» **Problem description**: Extract every line of the items below that contains the string "track", and copy each such line in full. Treat the match as case-sensitive.

————————

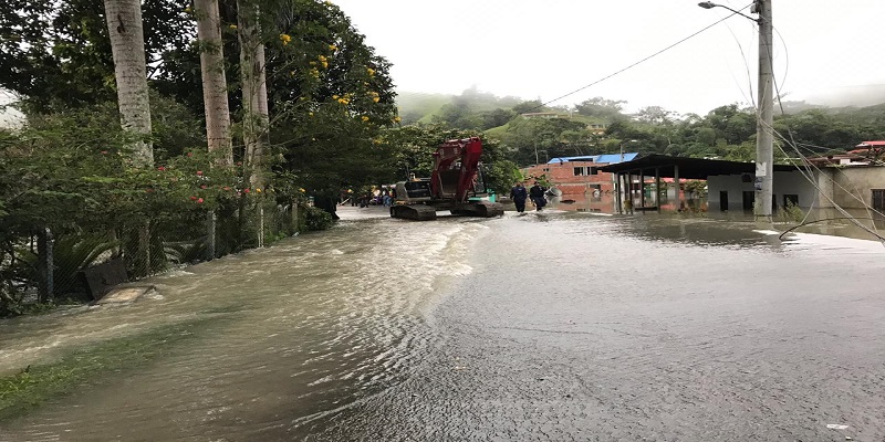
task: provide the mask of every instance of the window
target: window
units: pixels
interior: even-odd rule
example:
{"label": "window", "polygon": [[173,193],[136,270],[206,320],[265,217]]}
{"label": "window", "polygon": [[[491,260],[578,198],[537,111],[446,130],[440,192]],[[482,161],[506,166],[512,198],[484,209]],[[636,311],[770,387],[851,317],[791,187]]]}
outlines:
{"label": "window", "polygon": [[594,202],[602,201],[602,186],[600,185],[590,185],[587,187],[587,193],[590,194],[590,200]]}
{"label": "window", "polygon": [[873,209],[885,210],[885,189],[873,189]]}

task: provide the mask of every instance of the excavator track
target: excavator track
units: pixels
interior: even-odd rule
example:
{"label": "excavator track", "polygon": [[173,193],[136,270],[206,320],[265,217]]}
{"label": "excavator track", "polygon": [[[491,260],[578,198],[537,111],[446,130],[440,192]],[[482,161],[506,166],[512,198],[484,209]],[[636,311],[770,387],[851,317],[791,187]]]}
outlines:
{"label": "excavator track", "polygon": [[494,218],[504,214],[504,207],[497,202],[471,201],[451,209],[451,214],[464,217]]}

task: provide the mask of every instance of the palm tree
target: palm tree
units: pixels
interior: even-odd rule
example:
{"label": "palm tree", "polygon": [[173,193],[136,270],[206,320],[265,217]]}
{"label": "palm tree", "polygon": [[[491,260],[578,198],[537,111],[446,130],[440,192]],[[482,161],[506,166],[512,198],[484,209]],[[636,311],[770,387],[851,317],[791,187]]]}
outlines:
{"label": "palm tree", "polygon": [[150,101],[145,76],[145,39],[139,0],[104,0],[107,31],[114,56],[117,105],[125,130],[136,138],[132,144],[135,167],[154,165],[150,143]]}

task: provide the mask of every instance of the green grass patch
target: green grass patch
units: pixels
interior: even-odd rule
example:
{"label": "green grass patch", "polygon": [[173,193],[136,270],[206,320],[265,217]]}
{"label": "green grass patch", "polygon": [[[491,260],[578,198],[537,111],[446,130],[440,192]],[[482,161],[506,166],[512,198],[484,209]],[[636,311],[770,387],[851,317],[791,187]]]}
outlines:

————————

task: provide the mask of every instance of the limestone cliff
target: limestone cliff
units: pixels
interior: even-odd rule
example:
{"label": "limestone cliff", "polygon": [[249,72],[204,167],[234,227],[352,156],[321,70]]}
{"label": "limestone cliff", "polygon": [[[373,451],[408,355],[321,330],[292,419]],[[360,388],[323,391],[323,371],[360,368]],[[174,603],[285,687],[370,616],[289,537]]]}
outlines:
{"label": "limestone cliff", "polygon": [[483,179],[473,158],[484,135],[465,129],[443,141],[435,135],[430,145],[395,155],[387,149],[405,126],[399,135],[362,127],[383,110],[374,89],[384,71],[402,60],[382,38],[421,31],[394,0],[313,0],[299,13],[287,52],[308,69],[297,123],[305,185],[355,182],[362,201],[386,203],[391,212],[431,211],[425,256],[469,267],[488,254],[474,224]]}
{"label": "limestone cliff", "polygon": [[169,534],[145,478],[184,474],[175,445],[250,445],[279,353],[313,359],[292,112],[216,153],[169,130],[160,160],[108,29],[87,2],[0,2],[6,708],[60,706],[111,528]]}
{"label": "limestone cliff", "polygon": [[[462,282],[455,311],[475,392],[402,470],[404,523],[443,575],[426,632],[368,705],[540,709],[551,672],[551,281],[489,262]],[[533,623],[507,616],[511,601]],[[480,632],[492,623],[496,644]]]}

————————

» **Response**:
task: provide the mask of every instance of the excavator track
target: excavator track
{"label": "excavator track", "polygon": [[173,193],[136,270],[206,320],[265,217]]}
{"label": "excavator track", "polygon": [[[491,260],[578,198],[537,111],[446,130],[440,192]],[[482,161],[506,166],[512,198],[484,209]],[[636,311],[770,387],[851,317],[791,187]]]}
{"label": "excavator track", "polygon": [[494,218],[504,214],[504,207],[497,202],[471,201],[451,209],[451,214],[464,217]]}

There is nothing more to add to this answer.